**Instructions to follow:** Show every line of the rows below that contains the string "chopped", copied in full. Case counts.

**Dataset:**
◇ ◇ ◇ ◇ ◇ ◇ ◇

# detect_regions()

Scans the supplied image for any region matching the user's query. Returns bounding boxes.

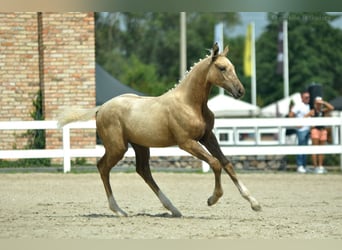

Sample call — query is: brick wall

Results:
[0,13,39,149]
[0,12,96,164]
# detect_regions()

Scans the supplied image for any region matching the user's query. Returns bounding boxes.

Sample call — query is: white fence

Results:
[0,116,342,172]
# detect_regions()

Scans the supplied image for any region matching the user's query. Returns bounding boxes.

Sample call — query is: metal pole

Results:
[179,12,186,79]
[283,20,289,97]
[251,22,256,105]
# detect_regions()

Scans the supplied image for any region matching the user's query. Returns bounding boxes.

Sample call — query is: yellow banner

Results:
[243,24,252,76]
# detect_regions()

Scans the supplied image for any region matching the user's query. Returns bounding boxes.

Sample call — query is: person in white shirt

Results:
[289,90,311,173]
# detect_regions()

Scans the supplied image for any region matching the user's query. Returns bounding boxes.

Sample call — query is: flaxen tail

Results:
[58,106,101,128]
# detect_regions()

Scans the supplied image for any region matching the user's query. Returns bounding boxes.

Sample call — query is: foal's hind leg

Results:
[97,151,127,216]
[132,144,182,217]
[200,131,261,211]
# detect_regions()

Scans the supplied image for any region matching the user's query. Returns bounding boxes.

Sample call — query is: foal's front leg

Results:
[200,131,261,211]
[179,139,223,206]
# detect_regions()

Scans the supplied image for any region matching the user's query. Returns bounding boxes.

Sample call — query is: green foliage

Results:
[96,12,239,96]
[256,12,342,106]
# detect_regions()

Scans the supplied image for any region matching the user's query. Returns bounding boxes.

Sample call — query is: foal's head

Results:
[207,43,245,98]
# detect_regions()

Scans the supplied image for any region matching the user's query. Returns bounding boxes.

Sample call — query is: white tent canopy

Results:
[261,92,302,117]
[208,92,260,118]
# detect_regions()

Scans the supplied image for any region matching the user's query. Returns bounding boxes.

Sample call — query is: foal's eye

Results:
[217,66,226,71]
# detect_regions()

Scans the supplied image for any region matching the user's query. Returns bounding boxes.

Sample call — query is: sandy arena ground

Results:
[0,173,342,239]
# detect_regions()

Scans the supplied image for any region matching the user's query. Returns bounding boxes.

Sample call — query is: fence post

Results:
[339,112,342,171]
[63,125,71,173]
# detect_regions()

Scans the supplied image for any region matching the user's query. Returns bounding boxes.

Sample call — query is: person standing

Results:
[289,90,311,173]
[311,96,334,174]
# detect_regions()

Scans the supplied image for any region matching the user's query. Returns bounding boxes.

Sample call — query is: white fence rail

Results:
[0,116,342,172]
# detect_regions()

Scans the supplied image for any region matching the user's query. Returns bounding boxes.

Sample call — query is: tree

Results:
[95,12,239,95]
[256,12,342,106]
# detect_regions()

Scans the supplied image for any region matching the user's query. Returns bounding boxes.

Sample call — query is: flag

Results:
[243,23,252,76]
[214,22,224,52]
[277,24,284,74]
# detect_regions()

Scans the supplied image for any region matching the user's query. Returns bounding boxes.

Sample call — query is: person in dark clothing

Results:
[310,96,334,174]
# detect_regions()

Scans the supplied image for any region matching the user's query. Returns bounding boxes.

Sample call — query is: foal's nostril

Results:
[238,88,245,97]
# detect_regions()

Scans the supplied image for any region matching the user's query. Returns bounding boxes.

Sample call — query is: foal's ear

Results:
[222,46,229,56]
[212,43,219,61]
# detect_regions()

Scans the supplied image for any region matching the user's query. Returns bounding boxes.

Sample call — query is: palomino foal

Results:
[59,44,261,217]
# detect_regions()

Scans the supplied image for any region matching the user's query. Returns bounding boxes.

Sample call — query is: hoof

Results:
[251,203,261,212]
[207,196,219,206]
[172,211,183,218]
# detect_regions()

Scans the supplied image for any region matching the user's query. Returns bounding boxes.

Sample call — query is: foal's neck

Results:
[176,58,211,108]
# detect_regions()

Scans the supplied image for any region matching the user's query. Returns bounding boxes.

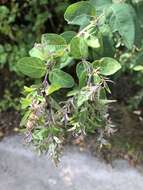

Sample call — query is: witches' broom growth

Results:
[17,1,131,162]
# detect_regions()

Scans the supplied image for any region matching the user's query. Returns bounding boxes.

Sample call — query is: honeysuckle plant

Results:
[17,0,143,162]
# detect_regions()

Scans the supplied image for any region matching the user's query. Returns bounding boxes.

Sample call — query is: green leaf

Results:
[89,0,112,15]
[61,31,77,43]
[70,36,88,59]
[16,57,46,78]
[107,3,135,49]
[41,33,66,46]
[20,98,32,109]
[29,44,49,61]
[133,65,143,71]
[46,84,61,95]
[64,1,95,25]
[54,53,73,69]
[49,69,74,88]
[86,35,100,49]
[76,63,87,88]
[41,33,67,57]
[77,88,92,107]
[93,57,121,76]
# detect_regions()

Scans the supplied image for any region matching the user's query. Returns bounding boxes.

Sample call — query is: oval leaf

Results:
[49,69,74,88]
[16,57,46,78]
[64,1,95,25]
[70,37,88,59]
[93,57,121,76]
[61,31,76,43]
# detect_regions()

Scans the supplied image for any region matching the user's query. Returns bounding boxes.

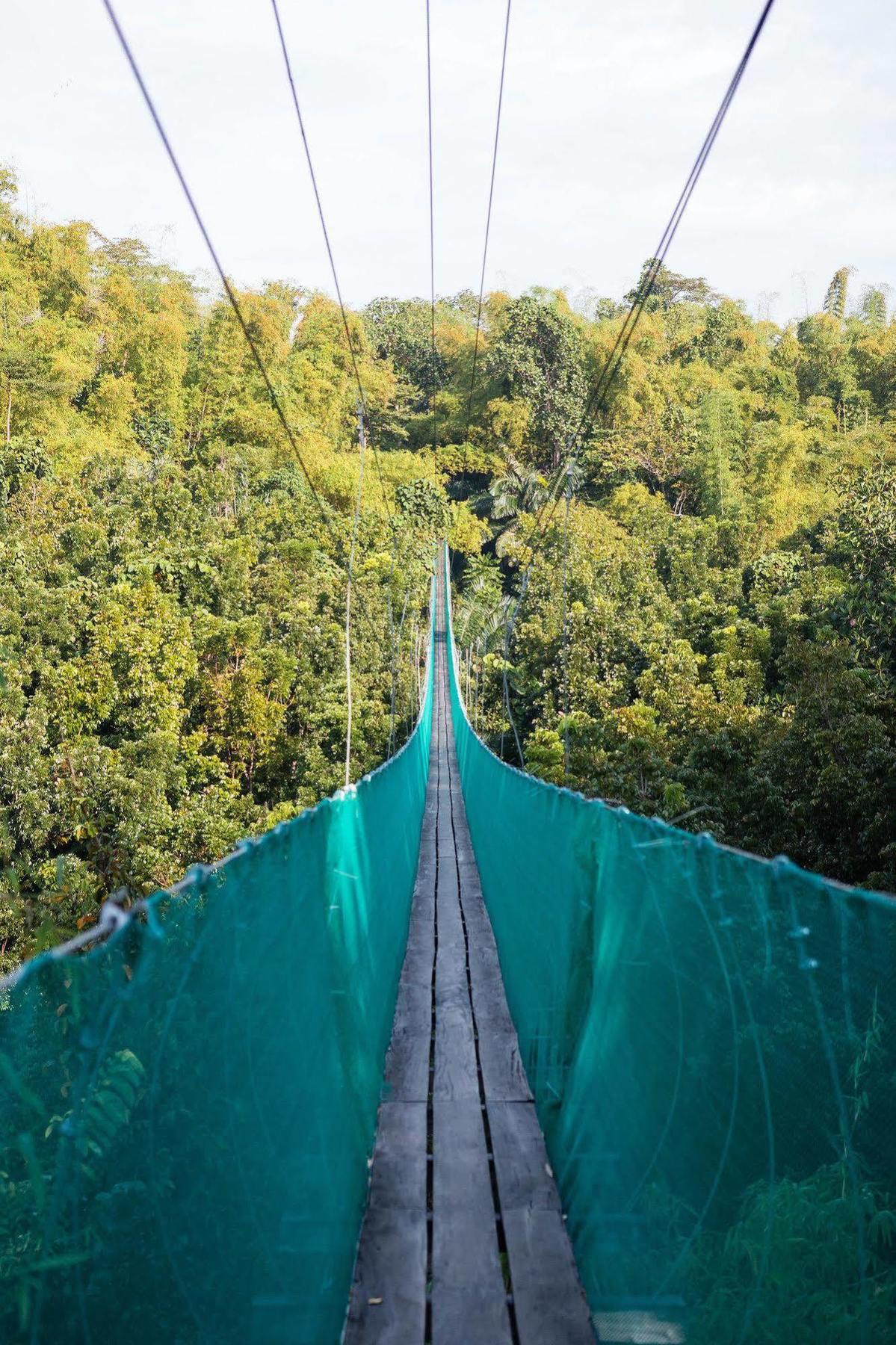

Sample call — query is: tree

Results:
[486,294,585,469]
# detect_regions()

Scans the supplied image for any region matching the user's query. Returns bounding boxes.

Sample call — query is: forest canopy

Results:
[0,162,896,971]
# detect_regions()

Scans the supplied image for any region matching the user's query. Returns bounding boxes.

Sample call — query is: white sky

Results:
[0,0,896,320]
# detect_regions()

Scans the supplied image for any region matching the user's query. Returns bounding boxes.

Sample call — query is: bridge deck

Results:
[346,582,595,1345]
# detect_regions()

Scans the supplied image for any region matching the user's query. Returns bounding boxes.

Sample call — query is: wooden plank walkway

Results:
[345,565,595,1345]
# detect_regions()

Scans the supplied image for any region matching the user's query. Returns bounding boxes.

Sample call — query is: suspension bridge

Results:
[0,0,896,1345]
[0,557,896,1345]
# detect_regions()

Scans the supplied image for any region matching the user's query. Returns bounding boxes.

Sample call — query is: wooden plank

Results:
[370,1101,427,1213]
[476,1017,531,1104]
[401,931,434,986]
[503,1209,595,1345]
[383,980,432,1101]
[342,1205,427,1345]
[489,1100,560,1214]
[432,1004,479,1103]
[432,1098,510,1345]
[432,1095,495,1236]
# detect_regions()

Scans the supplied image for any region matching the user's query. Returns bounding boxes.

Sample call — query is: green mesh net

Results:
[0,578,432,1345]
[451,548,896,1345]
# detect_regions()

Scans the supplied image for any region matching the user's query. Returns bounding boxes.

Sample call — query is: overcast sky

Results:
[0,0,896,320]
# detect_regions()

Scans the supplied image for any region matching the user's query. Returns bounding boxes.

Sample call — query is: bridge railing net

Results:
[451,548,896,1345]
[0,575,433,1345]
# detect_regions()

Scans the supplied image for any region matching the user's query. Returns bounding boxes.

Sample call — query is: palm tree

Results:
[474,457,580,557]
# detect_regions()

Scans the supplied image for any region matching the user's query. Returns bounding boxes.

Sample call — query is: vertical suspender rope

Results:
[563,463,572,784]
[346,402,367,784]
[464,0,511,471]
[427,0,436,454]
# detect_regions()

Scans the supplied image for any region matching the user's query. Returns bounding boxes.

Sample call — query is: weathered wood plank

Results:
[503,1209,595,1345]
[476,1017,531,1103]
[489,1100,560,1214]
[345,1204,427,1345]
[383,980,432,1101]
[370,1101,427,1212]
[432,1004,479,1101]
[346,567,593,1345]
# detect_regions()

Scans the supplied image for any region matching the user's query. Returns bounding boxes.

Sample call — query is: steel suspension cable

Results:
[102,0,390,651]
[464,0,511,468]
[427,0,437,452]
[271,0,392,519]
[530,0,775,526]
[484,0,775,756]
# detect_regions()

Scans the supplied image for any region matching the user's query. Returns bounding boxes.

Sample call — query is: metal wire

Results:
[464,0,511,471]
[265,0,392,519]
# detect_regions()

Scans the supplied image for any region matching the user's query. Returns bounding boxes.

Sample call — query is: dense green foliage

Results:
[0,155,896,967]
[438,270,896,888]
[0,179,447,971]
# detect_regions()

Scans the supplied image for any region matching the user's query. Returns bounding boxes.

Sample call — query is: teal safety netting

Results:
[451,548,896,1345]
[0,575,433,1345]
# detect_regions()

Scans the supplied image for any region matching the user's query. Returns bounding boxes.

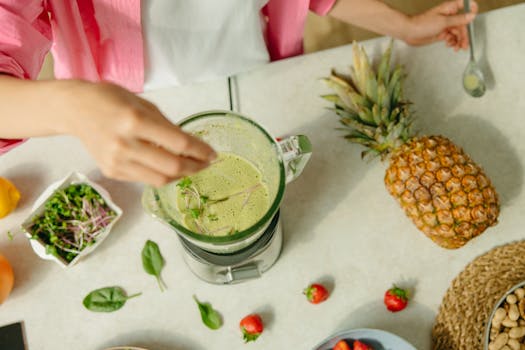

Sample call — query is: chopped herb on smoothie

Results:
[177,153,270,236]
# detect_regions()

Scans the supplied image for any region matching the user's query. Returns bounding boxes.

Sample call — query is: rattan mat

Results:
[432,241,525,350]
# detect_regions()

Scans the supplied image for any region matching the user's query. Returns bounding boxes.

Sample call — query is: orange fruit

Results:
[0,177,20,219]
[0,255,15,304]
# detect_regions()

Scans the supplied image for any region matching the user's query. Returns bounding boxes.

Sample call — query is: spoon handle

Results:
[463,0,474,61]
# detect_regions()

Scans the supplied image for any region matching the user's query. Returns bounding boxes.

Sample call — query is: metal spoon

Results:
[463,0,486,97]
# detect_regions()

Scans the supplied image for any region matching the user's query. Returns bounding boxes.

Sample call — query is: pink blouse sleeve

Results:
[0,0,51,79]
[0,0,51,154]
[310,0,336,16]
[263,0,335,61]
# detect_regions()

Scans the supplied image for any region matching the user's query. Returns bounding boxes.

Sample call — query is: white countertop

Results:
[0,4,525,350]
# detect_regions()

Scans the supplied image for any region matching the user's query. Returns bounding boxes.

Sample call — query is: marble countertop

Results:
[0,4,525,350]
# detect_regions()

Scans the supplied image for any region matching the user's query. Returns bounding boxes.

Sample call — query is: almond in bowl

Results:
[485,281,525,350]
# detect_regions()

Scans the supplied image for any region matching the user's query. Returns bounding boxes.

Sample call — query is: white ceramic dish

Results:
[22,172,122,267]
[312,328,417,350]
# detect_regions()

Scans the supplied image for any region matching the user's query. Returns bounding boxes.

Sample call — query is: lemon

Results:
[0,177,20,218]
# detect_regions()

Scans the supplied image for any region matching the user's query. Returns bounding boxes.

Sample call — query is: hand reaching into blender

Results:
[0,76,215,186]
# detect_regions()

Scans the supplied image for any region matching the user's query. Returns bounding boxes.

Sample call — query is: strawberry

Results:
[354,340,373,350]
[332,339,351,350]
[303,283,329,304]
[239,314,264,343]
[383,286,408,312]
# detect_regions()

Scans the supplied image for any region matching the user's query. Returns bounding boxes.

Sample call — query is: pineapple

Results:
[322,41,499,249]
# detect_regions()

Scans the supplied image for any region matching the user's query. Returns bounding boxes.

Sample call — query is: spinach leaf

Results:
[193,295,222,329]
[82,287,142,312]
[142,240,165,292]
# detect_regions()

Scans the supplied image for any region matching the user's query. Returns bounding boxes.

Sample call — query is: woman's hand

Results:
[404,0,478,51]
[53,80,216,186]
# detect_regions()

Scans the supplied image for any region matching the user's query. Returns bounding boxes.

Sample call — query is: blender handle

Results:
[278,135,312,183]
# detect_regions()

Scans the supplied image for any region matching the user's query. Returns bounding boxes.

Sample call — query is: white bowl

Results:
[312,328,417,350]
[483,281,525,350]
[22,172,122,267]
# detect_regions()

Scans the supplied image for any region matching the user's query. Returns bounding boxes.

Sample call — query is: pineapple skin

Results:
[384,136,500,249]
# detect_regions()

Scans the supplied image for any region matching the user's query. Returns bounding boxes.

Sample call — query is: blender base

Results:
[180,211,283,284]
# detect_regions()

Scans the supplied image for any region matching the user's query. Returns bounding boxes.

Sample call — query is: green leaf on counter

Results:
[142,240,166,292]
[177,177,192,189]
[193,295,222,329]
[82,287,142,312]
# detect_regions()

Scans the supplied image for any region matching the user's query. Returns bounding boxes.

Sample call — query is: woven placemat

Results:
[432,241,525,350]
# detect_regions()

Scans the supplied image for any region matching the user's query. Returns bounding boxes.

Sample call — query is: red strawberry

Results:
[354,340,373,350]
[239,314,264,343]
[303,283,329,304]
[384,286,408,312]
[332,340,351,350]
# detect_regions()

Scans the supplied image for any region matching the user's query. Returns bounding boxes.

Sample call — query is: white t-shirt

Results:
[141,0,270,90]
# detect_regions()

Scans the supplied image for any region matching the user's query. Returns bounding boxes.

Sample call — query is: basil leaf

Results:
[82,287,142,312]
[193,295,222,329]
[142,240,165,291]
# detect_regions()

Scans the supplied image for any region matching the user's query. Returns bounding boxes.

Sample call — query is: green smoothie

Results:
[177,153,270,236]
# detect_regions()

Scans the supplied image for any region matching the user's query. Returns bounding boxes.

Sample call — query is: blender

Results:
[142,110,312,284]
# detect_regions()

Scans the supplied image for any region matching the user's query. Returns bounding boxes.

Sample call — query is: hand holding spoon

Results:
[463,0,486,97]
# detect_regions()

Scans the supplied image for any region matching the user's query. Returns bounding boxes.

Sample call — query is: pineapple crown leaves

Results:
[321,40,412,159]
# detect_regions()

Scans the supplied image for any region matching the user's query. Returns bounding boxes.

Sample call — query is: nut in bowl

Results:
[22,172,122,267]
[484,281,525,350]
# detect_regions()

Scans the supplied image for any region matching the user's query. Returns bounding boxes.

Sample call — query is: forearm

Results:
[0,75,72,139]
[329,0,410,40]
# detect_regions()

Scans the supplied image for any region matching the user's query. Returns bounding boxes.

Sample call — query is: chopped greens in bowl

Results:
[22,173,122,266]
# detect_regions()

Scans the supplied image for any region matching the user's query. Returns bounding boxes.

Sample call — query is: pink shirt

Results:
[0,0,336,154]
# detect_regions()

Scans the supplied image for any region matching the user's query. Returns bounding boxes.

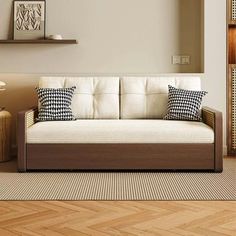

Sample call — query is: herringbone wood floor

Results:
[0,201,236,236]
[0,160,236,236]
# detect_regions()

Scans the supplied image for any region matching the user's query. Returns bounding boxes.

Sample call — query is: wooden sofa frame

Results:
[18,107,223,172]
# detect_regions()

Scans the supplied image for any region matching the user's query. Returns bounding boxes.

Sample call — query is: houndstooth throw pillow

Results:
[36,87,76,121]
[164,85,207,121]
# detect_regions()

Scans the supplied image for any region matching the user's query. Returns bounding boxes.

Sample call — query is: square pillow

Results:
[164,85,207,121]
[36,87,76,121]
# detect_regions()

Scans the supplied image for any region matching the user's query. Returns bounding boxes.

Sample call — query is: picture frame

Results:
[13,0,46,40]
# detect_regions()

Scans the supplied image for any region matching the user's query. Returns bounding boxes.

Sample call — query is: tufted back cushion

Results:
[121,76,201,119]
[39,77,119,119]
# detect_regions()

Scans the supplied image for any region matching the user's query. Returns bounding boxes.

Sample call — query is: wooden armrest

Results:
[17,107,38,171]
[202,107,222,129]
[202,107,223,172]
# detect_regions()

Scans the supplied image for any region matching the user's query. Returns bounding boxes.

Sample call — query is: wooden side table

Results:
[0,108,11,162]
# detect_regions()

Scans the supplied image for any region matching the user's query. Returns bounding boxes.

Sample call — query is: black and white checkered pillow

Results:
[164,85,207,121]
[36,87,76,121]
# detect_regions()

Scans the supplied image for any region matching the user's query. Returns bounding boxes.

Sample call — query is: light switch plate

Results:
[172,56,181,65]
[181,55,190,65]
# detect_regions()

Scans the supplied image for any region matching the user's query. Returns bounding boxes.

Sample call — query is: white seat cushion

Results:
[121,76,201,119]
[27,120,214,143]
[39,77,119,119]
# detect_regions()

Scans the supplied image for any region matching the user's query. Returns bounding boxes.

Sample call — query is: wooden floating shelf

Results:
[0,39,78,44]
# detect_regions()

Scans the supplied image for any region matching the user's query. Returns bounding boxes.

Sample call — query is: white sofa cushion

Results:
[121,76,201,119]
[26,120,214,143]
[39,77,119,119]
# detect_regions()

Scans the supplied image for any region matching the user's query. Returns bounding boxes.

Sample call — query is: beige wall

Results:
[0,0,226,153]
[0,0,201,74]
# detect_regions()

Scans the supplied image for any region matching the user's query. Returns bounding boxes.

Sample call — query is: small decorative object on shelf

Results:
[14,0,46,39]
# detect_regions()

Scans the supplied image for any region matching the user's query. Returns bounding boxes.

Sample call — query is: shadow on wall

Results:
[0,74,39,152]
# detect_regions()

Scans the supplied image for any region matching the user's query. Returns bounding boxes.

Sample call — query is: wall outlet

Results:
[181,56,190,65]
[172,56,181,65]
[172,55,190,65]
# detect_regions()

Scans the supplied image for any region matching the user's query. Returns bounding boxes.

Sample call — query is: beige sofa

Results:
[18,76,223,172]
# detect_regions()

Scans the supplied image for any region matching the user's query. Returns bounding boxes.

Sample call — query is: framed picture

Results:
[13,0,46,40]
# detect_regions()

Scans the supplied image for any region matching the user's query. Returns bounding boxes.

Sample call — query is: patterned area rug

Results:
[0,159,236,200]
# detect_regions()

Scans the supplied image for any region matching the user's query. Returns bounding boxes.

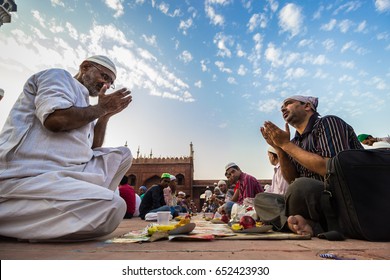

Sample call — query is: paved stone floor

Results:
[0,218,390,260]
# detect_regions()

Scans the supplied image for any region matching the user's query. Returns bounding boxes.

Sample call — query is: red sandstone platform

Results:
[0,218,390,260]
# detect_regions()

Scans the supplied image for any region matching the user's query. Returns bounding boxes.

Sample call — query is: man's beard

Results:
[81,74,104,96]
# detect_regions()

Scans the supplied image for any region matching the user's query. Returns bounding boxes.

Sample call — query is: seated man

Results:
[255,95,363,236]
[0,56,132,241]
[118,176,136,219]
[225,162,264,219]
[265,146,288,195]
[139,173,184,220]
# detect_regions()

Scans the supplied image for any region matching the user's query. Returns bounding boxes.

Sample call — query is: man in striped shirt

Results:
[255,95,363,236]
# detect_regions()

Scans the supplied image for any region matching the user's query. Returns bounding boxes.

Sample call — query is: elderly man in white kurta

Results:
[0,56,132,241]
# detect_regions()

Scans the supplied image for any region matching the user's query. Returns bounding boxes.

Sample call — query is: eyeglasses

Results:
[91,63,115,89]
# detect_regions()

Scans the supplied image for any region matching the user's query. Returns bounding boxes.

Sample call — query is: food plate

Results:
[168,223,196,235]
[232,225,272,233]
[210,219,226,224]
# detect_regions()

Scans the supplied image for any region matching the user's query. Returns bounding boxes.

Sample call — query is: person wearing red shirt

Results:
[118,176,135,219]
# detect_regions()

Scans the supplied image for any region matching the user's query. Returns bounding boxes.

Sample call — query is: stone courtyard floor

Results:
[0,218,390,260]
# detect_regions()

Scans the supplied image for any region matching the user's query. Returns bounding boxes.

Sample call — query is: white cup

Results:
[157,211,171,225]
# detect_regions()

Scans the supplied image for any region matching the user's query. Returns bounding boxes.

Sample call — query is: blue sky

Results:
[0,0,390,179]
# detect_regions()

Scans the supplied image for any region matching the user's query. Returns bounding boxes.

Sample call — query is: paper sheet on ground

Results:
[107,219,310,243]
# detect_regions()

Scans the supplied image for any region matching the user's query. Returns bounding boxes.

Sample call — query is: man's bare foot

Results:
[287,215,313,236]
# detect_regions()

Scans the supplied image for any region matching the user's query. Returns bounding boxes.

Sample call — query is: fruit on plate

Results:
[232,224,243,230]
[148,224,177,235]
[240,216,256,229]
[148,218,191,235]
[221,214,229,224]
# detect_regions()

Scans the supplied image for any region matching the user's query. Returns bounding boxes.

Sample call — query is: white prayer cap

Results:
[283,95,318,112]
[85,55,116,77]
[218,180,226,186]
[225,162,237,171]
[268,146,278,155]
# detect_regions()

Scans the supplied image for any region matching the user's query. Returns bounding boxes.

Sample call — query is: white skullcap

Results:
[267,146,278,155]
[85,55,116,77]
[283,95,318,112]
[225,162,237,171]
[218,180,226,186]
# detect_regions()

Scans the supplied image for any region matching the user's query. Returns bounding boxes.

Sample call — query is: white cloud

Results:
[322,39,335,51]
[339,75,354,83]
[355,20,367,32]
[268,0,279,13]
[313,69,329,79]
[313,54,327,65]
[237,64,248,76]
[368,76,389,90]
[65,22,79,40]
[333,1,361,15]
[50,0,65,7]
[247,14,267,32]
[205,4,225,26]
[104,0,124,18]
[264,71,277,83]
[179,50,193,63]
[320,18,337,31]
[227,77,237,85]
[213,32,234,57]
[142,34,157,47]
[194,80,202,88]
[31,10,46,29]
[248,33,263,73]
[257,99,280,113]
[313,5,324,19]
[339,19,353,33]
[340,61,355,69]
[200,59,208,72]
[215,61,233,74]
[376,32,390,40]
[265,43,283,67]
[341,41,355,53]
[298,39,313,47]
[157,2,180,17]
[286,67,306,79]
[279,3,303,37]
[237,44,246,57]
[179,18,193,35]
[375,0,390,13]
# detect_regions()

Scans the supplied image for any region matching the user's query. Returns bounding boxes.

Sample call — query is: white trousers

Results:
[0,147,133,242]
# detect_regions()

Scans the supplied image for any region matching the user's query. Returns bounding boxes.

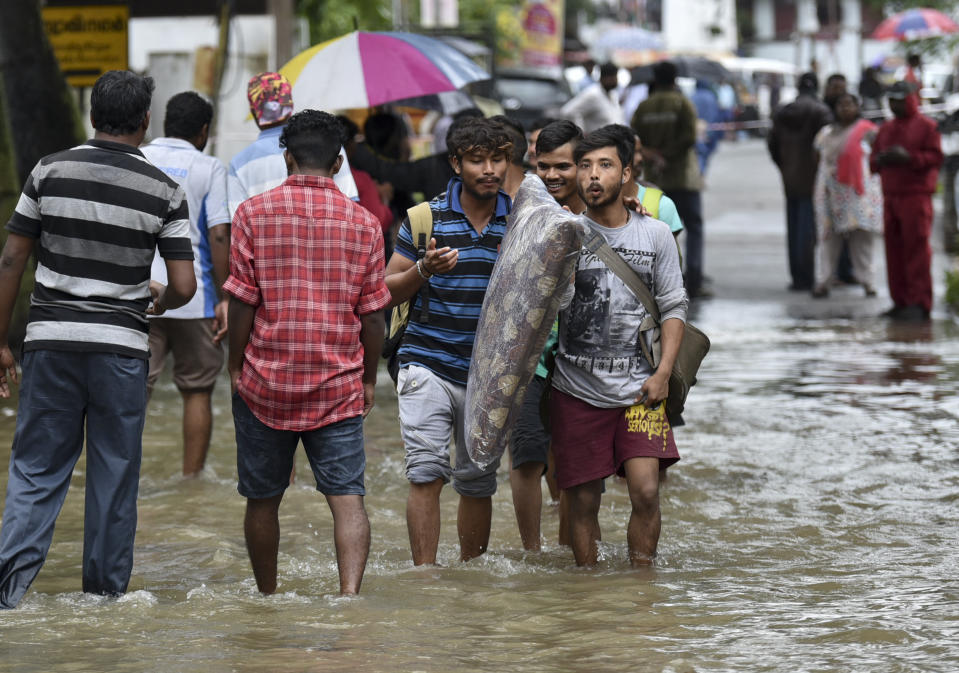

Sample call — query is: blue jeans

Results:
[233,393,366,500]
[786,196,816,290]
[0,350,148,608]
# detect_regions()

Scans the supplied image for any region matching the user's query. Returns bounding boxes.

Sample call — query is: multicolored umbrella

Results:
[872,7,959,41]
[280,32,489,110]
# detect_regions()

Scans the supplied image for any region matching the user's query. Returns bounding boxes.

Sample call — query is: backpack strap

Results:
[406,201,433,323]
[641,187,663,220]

◇ ◇ ◇ ◇ ◇ ◇ ◇

**Right answer:**
Sample call — query is: chopped herb on smoothie
Sample call — query is: chopped greens in bowl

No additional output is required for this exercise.